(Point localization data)
--- START ---

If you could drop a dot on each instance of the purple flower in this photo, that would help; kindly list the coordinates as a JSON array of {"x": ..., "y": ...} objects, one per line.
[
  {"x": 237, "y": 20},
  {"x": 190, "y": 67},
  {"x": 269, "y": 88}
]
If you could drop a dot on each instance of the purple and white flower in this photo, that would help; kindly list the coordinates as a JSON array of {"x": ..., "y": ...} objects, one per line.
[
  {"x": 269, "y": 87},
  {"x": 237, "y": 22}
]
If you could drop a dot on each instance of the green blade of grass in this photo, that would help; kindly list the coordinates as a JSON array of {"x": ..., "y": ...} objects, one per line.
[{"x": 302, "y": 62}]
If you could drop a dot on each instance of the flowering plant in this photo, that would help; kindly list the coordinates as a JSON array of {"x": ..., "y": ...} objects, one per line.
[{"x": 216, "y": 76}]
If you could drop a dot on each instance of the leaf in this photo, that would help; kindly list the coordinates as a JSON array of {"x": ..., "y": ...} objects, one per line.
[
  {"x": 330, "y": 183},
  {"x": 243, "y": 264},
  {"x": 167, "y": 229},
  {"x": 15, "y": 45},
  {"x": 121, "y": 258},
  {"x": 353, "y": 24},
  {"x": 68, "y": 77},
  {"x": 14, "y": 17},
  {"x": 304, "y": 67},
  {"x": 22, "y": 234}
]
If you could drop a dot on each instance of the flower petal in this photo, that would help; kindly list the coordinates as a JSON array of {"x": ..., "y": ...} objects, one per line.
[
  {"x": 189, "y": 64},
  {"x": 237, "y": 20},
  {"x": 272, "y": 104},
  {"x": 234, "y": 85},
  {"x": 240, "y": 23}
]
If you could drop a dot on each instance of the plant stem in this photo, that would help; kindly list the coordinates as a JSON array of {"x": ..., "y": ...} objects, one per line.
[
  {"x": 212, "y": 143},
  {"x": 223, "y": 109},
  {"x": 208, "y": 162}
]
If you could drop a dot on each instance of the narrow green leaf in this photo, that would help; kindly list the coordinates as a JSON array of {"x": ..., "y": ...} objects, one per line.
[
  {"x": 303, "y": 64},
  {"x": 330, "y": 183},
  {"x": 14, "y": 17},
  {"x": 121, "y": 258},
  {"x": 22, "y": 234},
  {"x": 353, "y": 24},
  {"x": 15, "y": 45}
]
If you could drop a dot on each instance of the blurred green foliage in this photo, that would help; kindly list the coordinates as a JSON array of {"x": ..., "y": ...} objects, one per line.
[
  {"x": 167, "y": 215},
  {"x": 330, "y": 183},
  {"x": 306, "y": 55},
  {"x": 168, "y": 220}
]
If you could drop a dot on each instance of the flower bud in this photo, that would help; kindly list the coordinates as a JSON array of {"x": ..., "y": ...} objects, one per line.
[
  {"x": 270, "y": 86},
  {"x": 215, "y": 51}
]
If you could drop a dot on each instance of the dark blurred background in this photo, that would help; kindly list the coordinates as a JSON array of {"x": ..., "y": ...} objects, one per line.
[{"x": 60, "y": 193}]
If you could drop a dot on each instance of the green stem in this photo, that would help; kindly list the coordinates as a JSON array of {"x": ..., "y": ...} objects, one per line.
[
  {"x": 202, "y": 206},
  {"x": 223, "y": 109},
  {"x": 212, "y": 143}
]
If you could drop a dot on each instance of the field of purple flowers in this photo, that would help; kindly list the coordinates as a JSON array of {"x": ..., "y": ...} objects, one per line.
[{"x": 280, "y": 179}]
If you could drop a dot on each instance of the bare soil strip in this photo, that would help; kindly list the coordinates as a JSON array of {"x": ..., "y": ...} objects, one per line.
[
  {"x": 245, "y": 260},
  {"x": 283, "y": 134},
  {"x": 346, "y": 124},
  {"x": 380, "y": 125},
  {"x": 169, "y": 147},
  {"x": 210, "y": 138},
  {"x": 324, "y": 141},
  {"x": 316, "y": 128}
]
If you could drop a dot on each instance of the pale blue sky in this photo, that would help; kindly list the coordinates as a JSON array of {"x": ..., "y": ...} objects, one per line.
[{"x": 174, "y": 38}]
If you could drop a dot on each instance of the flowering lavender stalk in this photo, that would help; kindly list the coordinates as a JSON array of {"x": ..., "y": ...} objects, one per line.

--- END ---

# HOW TO COMPLETE THIS TASK
Every record above must be duplicated exactly.

# WRITTEN SOLUTION
If you could drop a dot on each instance of the purple flower in this photo, that would help; kindly list the coordinates as a JSON array of {"x": ..., "y": ...} objects, one per line.
[
  {"x": 237, "y": 20},
  {"x": 190, "y": 67},
  {"x": 269, "y": 88}
]
If you could drop a dot on each instance of the purple and white flower in this photo, that would help; kindly list the coordinates as a JSON array of {"x": ..., "y": ...} objects, one per line.
[
  {"x": 269, "y": 87},
  {"x": 237, "y": 22}
]
If you could drop a dot on each instance of the green blade of grass in this photo, that would help; kindly list the coordinates as a JSON array of {"x": ..., "y": ...} objects, one per line.
[{"x": 302, "y": 62}]
If you could drop a dot on each instance of the flowering plant in this photo, that would help; kindly list the coordinates as a JSON array of {"x": ..., "y": ...} objects, one per line.
[{"x": 216, "y": 76}]
If you could drop a dot on each instance of the leaf in this photo, that would help; kindly list the coordinates as a JSON array of {"x": ..., "y": ...} objects, one per line.
[
  {"x": 330, "y": 183},
  {"x": 243, "y": 264},
  {"x": 167, "y": 229},
  {"x": 15, "y": 45},
  {"x": 121, "y": 258},
  {"x": 353, "y": 24},
  {"x": 68, "y": 77},
  {"x": 14, "y": 17},
  {"x": 304, "y": 67},
  {"x": 22, "y": 234}
]
If you could drop a dot on each instance of the flower petal in this photo, that would help; kindly list the coordinates as a JSON array of {"x": ..., "y": ...} objects, one per line.
[
  {"x": 189, "y": 64},
  {"x": 237, "y": 20},
  {"x": 272, "y": 104},
  {"x": 234, "y": 85},
  {"x": 240, "y": 23}
]
If you could drop a dot on each instance of the plant stem in this photo, that would help; kindly list the coordinates as a JSON array of {"x": ..., "y": ...} objects, one per line.
[
  {"x": 212, "y": 143},
  {"x": 223, "y": 109},
  {"x": 208, "y": 162}
]
If you could drop a dot on each instance of the narrow green leaf in this photo, that would help; kindly list the coordinates as a JSON array of {"x": ..., "y": ...} objects, one per line.
[
  {"x": 303, "y": 64},
  {"x": 330, "y": 183},
  {"x": 14, "y": 17},
  {"x": 121, "y": 258},
  {"x": 22, "y": 234},
  {"x": 353, "y": 24},
  {"x": 15, "y": 45}
]
If you could drop a dot on each instance of the blurred green foliage in this photo, that would help; kindly list the coordinates as a JSON array of {"x": ..., "y": ...} objects, one per line.
[
  {"x": 167, "y": 215},
  {"x": 330, "y": 183},
  {"x": 306, "y": 55},
  {"x": 168, "y": 220}
]
If you could drop a dot on each instance of the flower bud in this photo, that would help; kindly list the coordinates as a JSON array of {"x": ..., "y": ...} objects, one per line.
[
  {"x": 270, "y": 86},
  {"x": 215, "y": 51}
]
If you could drop a dot on each instance of the dark blurred background in this photo, that would help; kindly list the coordinates as a JSON array of {"x": ..., "y": ...} objects, one per line.
[{"x": 60, "y": 193}]
If you could drop a dot on each instance of the green stem in this photo, that would help; kindly list the coordinates as a JSON array of {"x": ..., "y": ...} objects, one per line.
[
  {"x": 202, "y": 206},
  {"x": 223, "y": 109},
  {"x": 212, "y": 143}
]
If you could drop a dot on each instance of the field of purple flowers in this photo, that would help; kindly list the coordinates as a JSON array of {"x": ..., "y": ...} objects, one per line.
[{"x": 280, "y": 179}]
If you could drop a dot on each instance of the bare soil strip in this photo, that would help; kindly list the coordinates as a JSON array of {"x": ..., "y": ...} objects, one per line.
[
  {"x": 245, "y": 260},
  {"x": 283, "y": 134},
  {"x": 346, "y": 124},
  {"x": 380, "y": 125},
  {"x": 169, "y": 147},
  {"x": 210, "y": 138},
  {"x": 324, "y": 141},
  {"x": 316, "y": 128}
]
If you could drop a dot on each instance of the pale blue sky in this photo, that would help; kindly list the coordinates as a JSON array of {"x": ..., "y": ...} objects, one per line.
[{"x": 174, "y": 38}]
If you could drop a dot on each instance of the flowering lavender stalk in this photo, that would help; kindly list the coordinates as a JSON array of {"x": ..., "y": ...} objects, one per line.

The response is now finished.